- Task to complete -
Extract the lines of the listing below that run from the line containing "outline man's forearm" through the end of the listing, inclusive, and reproduce them with no changes.

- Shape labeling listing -
----------------------------------------

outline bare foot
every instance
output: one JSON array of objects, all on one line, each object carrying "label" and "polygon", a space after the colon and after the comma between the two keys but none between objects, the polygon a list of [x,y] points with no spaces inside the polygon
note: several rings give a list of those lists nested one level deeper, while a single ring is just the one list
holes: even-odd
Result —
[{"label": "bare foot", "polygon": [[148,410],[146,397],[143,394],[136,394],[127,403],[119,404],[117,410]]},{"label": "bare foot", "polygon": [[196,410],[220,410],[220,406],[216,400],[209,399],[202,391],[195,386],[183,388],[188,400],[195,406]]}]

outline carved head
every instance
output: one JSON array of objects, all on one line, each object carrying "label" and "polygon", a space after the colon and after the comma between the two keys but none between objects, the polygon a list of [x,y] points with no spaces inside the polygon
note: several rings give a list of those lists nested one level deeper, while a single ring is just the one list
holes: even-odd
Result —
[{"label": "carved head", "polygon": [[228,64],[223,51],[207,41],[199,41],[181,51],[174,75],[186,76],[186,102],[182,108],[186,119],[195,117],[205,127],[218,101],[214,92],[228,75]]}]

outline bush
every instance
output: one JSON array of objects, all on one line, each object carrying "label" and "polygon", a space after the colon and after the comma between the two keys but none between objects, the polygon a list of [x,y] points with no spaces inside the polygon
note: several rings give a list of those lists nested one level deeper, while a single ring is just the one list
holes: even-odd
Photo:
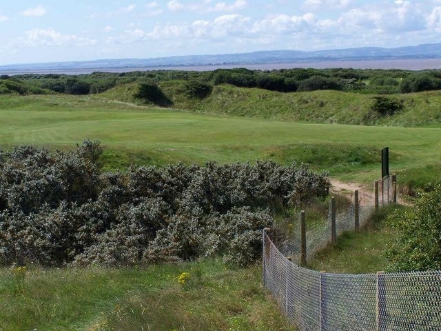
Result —
[{"label": "bush", "polygon": [[317,90],[341,90],[339,81],[335,78],[327,78],[322,76],[312,76],[301,81],[298,84],[298,91],[315,91]]},{"label": "bush", "polygon": [[88,94],[90,84],[86,81],[79,81],[75,78],[69,78],[65,82],[65,92],[69,94]]},{"label": "bush", "polygon": [[206,98],[213,90],[213,87],[210,84],[194,79],[186,81],[184,88],[187,95],[190,98],[197,99]]},{"label": "bush", "polygon": [[390,223],[400,234],[388,257],[394,270],[441,269],[441,179],[420,192],[415,205],[398,210]]},{"label": "bush", "polygon": [[165,107],[170,106],[172,103],[172,101],[164,94],[159,86],[151,83],[139,84],[135,97]]},{"label": "bush", "polygon": [[393,115],[404,108],[402,100],[389,99],[386,97],[375,97],[371,110],[381,116]]},{"label": "bush", "polygon": [[171,165],[101,173],[103,148],[0,152],[0,263],[132,265],[212,254],[245,265],[280,208],[325,197],[307,166]]}]

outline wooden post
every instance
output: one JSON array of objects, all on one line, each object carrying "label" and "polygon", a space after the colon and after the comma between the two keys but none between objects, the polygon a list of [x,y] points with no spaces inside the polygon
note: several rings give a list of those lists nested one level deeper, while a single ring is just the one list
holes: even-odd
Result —
[{"label": "wooden post", "polygon": [[306,265],[306,217],[305,210],[300,212],[300,263]]},{"label": "wooden post", "polygon": [[378,181],[375,181],[375,210],[378,210]]},{"label": "wooden post", "polygon": [[265,287],[265,285],[266,285],[266,281],[265,281],[265,274],[266,274],[266,260],[267,260],[267,254],[266,254],[266,250],[268,249],[268,248],[267,248],[265,246],[265,243],[267,242],[267,241],[265,240],[265,237],[266,237],[266,232],[269,232],[271,231],[271,228],[265,228],[263,229],[263,231],[262,231],[263,232],[263,236],[262,236],[262,283],[263,284],[263,286]]},{"label": "wooden post", "polygon": [[325,279],[325,272],[320,271],[319,274],[319,293],[318,293],[318,330],[322,331],[325,328],[325,317],[323,316],[326,310],[326,288],[325,288],[324,281]]},{"label": "wooden post", "polygon": [[331,198],[331,242],[337,241],[337,231],[336,226],[336,198]]},{"label": "wooden post", "polygon": [[386,284],[384,283],[384,272],[377,272],[376,279],[376,331],[386,330]]},{"label": "wooden post", "polygon": [[355,227],[356,231],[358,231],[360,229],[360,201],[358,201],[358,190],[356,190],[354,194],[354,211],[353,215],[355,219]]},{"label": "wooden post", "polygon": [[397,175],[396,174],[392,174],[392,194],[393,194],[393,202],[396,205],[397,203]]}]

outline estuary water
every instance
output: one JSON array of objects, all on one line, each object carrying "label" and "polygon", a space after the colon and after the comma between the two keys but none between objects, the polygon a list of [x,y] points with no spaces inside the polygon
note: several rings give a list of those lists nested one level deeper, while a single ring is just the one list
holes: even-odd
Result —
[{"label": "estuary water", "polygon": [[271,70],[273,69],[292,69],[295,68],[354,68],[354,69],[404,69],[421,70],[424,69],[441,69],[441,59],[410,59],[392,60],[358,60],[358,61],[318,61],[307,62],[288,62],[274,63],[243,63],[243,64],[216,64],[203,66],[165,66],[155,67],[124,67],[124,68],[81,68],[78,69],[48,69],[23,70],[1,71],[0,74],[81,74],[100,71],[107,72],[127,72],[130,71],[151,70],[186,70],[209,71],[215,69],[230,69],[233,68],[247,68],[252,70]]}]

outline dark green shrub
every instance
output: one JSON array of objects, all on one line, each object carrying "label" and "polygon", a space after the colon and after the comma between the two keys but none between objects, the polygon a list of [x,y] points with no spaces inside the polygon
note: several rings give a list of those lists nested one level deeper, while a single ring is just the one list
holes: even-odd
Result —
[{"label": "dark green shrub", "polygon": [[213,86],[203,81],[192,79],[184,84],[185,93],[190,98],[204,99],[211,94]]},{"label": "dark green shrub", "polygon": [[411,208],[397,210],[389,223],[400,234],[388,252],[394,270],[441,269],[441,179],[420,192]]},{"label": "dark green shrub", "polygon": [[285,78],[275,74],[261,74],[256,79],[257,87],[270,91],[284,92],[287,90]]},{"label": "dark green shrub", "polygon": [[311,76],[301,81],[298,91],[315,91],[317,90],[341,90],[338,79],[327,78],[322,76]]},{"label": "dark green shrub", "polygon": [[69,94],[88,94],[90,84],[87,81],[79,81],[76,78],[68,78],[65,82],[65,92]]},{"label": "dark green shrub", "polygon": [[0,152],[0,263],[122,265],[223,255],[258,259],[279,208],[325,197],[326,174],[295,164],[182,163],[101,173],[85,141]]},{"label": "dark green shrub", "polygon": [[172,101],[164,94],[161,88],[152,83],[139,84],[135,97],[165,107],[170,106],[172,103]]},{"label": "dark green shrub", "polygon": [[402,100],[390,99],[386,97],[375,97],[371,110],[381,116],[393,115],[402,110],[404,106]]}]

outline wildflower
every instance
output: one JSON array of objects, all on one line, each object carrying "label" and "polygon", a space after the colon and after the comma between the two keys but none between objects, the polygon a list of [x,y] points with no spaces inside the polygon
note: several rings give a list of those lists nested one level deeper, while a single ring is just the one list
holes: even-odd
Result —
[{"label": "wildflower", "polygon": [[189,272],[183,272],[178,277],[178,283],[181,285],[185,285],[192,278],[192,275]]}]

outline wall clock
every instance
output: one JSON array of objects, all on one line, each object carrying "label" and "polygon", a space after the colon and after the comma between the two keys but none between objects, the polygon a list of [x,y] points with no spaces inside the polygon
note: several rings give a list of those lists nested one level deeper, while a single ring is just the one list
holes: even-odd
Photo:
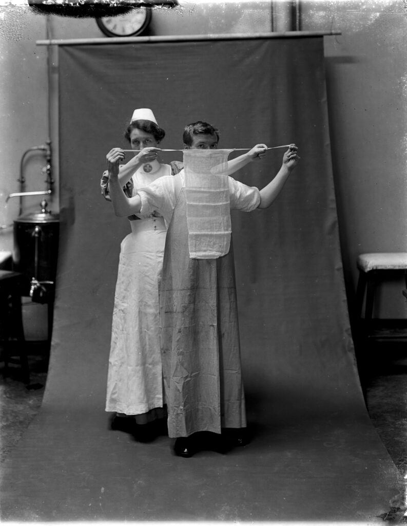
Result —
[{"label": "wall clock", "polygon": [[104,16],[96,18],[100,29],[107,36],[135,36],[146,29],[151,19],[149,7],[135,7],[118,16]]}]

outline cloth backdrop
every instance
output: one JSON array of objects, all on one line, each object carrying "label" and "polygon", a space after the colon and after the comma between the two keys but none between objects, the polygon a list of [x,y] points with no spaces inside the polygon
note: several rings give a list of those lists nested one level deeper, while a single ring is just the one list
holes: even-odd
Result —
[{"label": "cloth backdrop", "polygon": [[[355,364],[322,38],[65,46],[59,61],[62,225],[49,373],[42,412],[6,477],[14,493],[5,517],[364,521],[385,512],[398,482]],[[219,128],[221,148],[299,147],[300,164],[270,208],[232,214],[253,438],[225,457],[186,463],[166,437],[140,446],[107,431],[114,292],[129,227],[99,179],[107,152],[129,147],[123,132],[139,107],[165,129],[162,148],[181,148],[184,126],[198,120]],[[262,187],[284,151],[235,178]],[[27,480],[23,463],[33,456]]]}]

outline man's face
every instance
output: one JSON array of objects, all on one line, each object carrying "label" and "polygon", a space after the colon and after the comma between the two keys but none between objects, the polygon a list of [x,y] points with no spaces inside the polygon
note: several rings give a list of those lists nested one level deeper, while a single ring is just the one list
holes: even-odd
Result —
[{"label": "man's face", "polygon": [[184,145],[186,150],[216,150],[218,147],[218,137],[216,135],[199,133],[193,136],[190,146]]}]

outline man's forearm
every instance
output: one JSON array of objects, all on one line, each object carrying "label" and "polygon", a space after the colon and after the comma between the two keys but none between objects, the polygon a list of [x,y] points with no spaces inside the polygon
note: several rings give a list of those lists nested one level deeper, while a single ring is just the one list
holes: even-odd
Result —
[{"label": "man's forearm", "polygon": [[246,166],[251,160],[251,159],[247,154],[243,154],[242,155],[239,155],[238,157],[236,157],[235,159],[232,159],[230,161],[228,161],[228,175],[231,175],[232,174],[234,174],[235,171],[237,171],[241,168]]},{"label": "man's forearm", "polygon": [[274,179],[260,190],[259,208],[267,208],[270,206],[282,190],[290,173],[290,170],[283,165]]}]

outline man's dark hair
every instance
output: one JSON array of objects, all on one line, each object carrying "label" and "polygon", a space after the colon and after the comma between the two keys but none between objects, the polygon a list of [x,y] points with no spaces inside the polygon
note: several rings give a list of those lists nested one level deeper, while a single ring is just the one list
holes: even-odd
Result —
[{"label": "man's dark hair", "polygon": [[216,135],[219,140],[219,130],[212,126],[211,124],[204,123],[202,120],[198,120],[192,124],[187,124],[184,130],[182,139],[184,144],[187,146],[191,146],[194,140],[194,136],[198,134],[204,134],[205,135]]}]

----------------------------------------

- Exercise response -
outline man's forearm
every instance
output: one JSON array of objects, all on one line, each object carrying "label" and "polygon", a space after the colon and after the comma between the two keys but none between objects, the polygon a list of [x,y] points with no spaces inside the polygon
note: several rings give a list of those lists nested one level deeper, while a single ring is just the one list
holes: even-odd
Result —
[{"label": "man's forearm", "polygon": [[246,166],[251,160],[251,159],[247,154],[243,154],[242,155],[239,155],[238,157],[236,157],[235,159],[232,159],[230,161],[228,161],[228,175],[231,175],[232,174],[234,174],[235,171],[237,171],[241,168]]},{"label": "man's forearm", "polygon": [[274,179],[260,190],[259,208],[267,208],[270,206],[282,190],[290,173],[290,170],[283,165]]}]

outline man's dark hair
every instance
output: one JSON array of objects, all on one line, each object carrying "label" and "polygon", a space after the colon and after the comma between the two keys but none between objects, the polygon a list of [x,y] points with no spaces inside the polygon
note: several rings give a list of those lists nested one level deeper, while a single ring is just the one list
holes: even-odd
Result —
[{"label": "man's dark hair", "polygon": [[216,135],[219,140],[219,130],[212,126],[211,124],[204,123],[202,120],[198,120],[192,124],[187,124],[184,130],[182,139],[184,144],[187,146],[191,146],[194,140],[194,136],[198,134],[204,134],[205,135]]}]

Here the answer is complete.